◆ **Task directions**
Reproduce only the lines below from the line containing "Query: white painted wall" to the line containing "Where can the green body", exactly as written, with both end lines kept. Omit the pictures.

◆ **Source material**
Content starts

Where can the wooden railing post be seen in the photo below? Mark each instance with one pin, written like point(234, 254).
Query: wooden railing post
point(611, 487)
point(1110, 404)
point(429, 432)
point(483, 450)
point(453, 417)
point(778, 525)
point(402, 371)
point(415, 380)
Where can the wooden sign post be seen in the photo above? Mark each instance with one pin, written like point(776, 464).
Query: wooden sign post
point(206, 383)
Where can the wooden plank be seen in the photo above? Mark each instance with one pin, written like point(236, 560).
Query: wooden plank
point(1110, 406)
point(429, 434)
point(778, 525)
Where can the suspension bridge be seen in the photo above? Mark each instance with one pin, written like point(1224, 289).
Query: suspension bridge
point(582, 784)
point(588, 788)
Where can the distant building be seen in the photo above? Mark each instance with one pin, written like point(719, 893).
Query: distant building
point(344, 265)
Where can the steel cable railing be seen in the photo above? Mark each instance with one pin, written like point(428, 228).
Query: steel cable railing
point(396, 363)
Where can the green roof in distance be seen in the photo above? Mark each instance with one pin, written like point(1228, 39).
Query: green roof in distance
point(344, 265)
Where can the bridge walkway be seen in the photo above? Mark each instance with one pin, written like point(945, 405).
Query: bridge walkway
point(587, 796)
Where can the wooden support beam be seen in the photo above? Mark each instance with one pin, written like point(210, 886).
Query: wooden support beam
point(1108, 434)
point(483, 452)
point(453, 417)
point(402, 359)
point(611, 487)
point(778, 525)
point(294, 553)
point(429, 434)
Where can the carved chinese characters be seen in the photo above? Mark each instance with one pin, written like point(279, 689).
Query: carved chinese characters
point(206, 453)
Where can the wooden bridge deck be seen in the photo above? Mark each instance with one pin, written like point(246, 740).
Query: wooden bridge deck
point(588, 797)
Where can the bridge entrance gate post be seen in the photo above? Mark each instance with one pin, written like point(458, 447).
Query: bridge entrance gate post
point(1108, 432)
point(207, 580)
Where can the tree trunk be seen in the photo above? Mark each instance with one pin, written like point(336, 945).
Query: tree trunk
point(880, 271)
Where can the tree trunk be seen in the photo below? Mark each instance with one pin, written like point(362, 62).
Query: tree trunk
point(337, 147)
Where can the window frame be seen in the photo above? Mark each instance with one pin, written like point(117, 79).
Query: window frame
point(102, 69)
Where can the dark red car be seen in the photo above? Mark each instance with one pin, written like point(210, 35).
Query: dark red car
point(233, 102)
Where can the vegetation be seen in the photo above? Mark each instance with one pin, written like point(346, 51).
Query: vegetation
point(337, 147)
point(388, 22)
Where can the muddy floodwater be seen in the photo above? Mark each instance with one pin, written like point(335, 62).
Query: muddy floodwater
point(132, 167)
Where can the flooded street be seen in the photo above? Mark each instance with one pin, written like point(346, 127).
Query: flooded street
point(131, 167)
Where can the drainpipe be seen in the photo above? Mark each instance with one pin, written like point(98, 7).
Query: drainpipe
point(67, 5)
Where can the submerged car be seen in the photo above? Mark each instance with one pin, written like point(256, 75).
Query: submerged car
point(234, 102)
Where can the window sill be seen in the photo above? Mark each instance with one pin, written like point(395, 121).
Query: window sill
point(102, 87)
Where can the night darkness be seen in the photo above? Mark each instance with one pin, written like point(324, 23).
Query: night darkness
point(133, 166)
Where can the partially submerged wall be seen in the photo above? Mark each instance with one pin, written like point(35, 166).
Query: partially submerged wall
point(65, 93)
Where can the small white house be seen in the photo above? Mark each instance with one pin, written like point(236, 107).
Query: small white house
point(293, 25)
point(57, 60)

Content ends
Content starts

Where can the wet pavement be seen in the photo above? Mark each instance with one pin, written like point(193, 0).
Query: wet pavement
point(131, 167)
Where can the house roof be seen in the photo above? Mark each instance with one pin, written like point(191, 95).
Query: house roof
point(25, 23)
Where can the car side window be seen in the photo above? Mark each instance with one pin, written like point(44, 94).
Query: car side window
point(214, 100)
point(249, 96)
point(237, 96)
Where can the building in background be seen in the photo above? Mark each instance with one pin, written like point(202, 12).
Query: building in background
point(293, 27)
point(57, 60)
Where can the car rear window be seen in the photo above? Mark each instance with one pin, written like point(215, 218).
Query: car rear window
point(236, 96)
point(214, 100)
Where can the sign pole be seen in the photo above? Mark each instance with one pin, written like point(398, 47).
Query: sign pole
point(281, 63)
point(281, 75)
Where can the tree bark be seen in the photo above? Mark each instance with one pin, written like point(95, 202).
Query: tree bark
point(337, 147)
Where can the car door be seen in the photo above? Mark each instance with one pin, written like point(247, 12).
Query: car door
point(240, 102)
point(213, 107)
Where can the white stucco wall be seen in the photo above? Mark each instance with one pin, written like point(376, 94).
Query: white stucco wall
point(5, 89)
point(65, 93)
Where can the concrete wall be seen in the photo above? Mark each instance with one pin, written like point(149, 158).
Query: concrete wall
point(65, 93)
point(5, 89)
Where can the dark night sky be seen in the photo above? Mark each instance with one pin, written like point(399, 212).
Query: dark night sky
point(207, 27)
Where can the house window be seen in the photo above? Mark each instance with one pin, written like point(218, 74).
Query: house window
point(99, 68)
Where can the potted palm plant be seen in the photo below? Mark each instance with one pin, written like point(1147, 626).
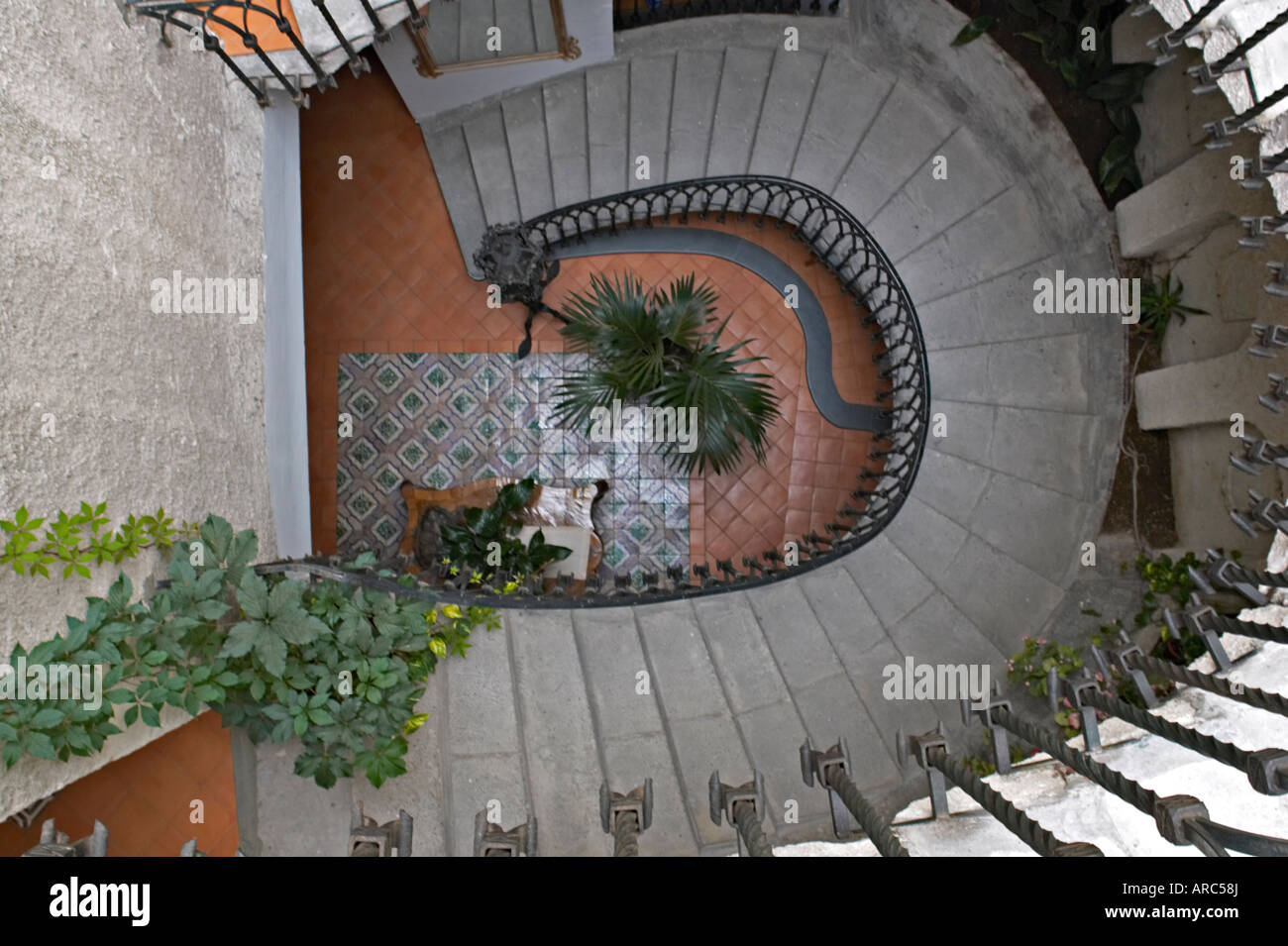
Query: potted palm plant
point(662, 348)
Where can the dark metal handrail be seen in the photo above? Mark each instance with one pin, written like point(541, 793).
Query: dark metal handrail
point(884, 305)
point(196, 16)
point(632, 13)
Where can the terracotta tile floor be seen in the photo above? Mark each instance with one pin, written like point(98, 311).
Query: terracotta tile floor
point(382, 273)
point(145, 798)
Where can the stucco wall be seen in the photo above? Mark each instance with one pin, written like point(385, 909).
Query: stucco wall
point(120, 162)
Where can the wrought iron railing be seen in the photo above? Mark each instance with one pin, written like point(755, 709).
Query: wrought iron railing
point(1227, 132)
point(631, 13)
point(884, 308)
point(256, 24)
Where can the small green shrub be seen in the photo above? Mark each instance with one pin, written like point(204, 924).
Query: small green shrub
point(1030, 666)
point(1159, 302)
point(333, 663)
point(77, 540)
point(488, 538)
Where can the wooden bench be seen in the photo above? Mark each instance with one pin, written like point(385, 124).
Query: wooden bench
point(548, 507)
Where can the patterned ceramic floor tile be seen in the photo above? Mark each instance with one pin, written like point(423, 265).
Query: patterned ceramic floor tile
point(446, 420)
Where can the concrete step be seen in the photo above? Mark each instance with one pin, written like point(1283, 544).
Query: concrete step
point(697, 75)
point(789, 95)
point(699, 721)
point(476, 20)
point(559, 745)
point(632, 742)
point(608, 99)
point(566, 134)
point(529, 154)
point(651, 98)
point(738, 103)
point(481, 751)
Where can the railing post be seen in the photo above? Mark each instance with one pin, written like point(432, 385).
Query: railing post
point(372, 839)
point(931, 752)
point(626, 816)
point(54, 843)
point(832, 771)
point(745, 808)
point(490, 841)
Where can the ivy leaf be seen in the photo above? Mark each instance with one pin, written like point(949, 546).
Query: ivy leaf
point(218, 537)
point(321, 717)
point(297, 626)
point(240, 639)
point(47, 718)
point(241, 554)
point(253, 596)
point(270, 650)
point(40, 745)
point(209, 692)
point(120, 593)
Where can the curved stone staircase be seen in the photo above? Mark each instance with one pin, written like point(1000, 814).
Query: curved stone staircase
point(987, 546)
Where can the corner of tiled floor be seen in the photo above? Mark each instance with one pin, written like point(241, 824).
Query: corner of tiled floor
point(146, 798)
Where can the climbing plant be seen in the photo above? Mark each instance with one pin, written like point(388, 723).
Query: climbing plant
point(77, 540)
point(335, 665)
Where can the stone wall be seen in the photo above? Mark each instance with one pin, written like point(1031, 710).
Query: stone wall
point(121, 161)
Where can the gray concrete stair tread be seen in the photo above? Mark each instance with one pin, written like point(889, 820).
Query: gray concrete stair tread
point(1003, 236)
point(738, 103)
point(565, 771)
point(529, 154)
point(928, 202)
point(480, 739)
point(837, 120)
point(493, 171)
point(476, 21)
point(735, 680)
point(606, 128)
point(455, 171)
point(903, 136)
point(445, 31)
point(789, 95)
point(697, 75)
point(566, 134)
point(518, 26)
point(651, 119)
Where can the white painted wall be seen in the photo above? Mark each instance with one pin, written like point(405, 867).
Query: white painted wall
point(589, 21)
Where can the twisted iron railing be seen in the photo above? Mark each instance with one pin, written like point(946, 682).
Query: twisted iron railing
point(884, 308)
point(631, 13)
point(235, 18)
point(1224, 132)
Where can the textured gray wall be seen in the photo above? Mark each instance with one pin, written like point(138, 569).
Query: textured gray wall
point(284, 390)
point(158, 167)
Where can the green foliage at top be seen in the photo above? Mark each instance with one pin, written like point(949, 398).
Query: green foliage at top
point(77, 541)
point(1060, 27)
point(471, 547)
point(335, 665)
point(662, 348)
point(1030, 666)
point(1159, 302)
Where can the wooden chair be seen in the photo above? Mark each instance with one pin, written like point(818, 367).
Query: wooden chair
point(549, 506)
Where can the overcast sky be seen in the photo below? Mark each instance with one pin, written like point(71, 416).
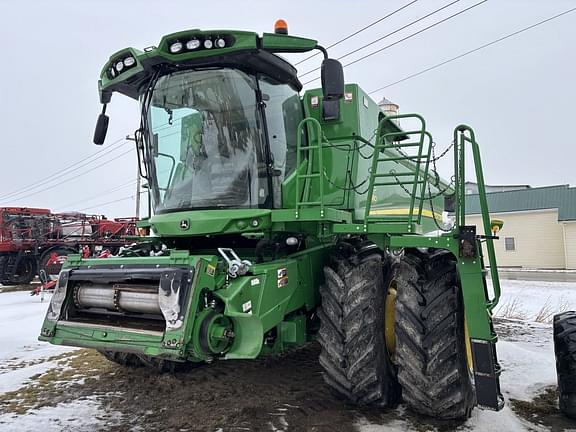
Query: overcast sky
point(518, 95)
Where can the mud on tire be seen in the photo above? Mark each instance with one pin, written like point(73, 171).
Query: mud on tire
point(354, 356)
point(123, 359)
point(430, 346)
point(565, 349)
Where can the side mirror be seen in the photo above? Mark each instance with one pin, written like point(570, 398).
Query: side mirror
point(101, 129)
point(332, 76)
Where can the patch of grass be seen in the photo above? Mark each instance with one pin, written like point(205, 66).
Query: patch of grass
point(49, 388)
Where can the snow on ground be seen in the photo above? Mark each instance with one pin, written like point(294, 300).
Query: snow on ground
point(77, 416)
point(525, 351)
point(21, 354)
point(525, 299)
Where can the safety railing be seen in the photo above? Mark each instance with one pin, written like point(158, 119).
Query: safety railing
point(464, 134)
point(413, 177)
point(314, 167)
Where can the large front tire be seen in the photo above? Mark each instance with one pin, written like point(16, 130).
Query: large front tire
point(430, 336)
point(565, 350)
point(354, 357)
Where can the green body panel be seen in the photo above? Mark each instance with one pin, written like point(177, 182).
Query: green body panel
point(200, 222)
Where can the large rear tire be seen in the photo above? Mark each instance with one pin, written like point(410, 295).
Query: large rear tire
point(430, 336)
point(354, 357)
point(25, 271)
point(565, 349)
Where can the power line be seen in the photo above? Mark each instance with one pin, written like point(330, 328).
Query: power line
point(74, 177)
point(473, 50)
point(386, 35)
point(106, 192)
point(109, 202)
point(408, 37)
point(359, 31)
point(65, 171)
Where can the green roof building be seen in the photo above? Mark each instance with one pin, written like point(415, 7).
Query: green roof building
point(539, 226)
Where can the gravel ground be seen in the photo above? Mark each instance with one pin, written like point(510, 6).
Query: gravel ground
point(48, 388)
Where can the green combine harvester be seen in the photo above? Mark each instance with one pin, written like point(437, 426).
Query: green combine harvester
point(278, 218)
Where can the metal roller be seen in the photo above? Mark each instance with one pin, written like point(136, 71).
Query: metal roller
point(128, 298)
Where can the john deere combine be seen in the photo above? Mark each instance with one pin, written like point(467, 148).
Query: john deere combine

Content ends
Content starts

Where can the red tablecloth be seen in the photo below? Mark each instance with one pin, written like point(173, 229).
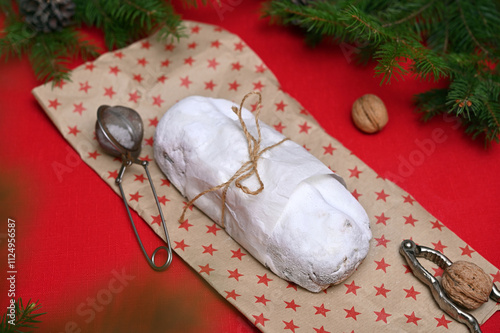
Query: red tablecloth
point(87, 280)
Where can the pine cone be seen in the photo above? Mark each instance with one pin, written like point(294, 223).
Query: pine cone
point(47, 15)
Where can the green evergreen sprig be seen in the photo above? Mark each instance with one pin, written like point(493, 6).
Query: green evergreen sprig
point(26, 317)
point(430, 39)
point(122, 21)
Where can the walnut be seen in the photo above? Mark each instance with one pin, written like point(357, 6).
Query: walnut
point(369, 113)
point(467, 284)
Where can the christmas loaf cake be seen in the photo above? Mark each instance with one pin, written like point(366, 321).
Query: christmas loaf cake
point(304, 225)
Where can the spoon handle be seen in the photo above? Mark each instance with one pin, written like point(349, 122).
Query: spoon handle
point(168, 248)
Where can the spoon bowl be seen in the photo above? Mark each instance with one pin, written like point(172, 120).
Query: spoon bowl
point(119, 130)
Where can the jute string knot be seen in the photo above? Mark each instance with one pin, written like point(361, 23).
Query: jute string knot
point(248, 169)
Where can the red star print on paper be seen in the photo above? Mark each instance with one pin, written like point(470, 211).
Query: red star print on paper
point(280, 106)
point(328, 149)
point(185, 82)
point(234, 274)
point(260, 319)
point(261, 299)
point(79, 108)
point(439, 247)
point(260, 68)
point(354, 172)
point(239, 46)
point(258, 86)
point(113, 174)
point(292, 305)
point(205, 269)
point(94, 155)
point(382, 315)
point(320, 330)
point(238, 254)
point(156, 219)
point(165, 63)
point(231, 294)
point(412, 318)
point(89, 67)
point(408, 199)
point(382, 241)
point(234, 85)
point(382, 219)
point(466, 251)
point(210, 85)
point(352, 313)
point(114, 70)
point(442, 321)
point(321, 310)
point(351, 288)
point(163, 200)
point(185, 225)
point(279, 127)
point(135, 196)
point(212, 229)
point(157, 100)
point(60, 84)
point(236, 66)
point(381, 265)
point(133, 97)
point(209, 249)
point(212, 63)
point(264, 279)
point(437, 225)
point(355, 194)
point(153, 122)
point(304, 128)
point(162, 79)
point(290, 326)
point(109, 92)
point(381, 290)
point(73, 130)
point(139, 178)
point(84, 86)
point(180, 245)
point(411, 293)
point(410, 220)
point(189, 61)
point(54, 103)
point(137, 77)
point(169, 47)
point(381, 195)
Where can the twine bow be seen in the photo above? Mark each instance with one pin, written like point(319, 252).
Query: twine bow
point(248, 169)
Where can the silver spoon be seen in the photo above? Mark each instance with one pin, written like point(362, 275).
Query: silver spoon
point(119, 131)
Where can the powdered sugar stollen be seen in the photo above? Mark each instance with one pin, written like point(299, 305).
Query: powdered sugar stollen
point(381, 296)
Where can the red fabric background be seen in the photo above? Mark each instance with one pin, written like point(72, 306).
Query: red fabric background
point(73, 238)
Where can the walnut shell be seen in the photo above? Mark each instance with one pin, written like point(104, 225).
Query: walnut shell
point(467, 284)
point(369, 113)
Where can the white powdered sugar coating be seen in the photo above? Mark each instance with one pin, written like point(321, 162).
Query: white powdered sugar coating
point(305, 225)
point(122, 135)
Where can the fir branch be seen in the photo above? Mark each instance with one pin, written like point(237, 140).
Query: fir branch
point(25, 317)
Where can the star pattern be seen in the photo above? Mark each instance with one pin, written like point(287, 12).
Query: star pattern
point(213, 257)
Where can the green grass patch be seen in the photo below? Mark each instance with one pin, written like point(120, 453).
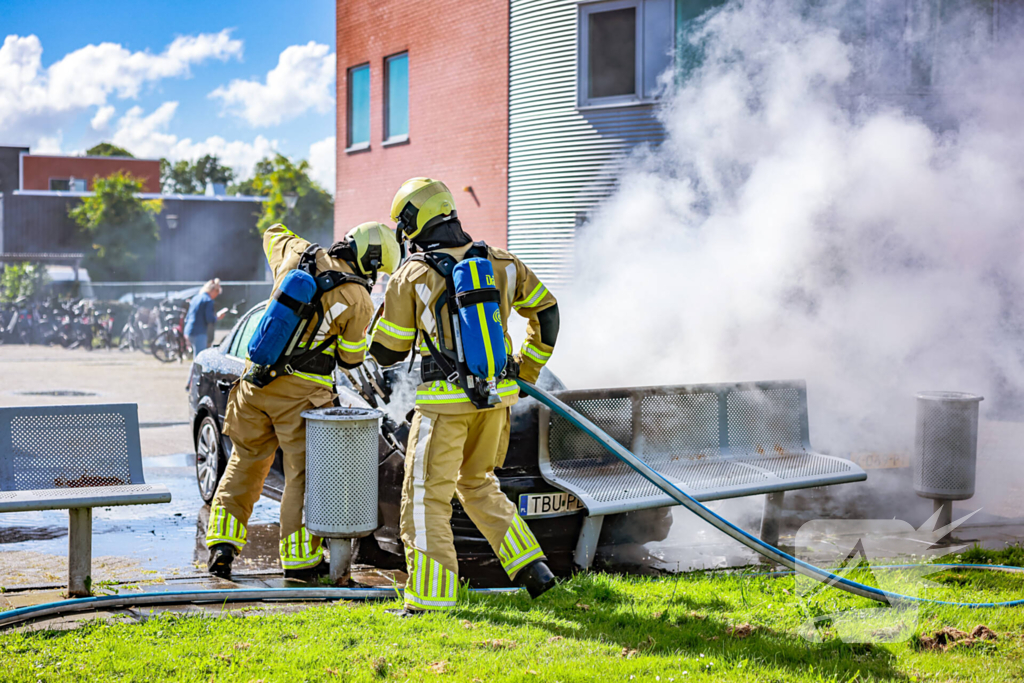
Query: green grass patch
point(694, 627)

Content ends

◆ **Solution for this problem**
Query: white painted wall
point(589, 21)
Where can the twisted iron railing be seen in the photo above? Mark each instance with one pin, written like point(946, 682).
Query: twisted iron railing
point(884, 308)
point(631, 13)
point(235, 18)
point(1224, 132)
Where can the textured gray wall be seen in the photo above? Mark each instance with one pin, written like point(138, 569).
Query: textured gray wall
point(284, 390)
point(158, 167)
Where can the green foliage at top be seen in the photo above? Mark each instance with one pin, written like point(949, 398).
Query: green foliage at top
point(77, 541)
point(1060, 27)
point(471, 547)
point(335, 665)
point(662, 348)
point(1030, 666)
point(1159, 302)
Where can the wooden chair be seen in the photo above? Mark each instance with one pin, written like point(818, 367).
Query: wooden chair
point(549, 506)
Where can the overcast sky be seen in the photo below? Mark each instance with one pin, written like point(71, 416).
Query: overcast sky
point(518, 95)
Where can the mud on tire be seen in the photo above? Mark each instance with one pin, written like point(73, 171).
Query: mud on tire
point(354, 356)
point(123, 359)
point(430, 346)
point(565, 349)
Where can the side mirror be seen in the photo above? Mark each instance with one pin, written like point(570, 398).
Query: side mirror
point(101, 129)
point(332, 76)
Where can the patch of grass be seen in the photo above? Mark each instance with one pin, written like point(205, 66).
Query: patch of grass
point(49, 388)
Where can the snow on ground be seen in the photo above? Mark each instance with one pin, written like point(294, 300).
Query: snow on ground
point(77, 416)
point(525, 351)
point(21, 354)
point(525, 299)
Where can the safety railing be seen in the photo above? Mark each instance with one pin, written like point(158, 119).
Query: safety railing
point(464, 134)
point(413, 177)
point(314, 167)
Where can the large front tire be seen in the photo above? Mark each instance with one pin, written like point(16, 130).
Query: large front tire
point(430, 336)
point(565, 350)
point(354, 357)
Where can the green body panel be seen in the photo above? Mark each instance with one pin, written like point(177, 182).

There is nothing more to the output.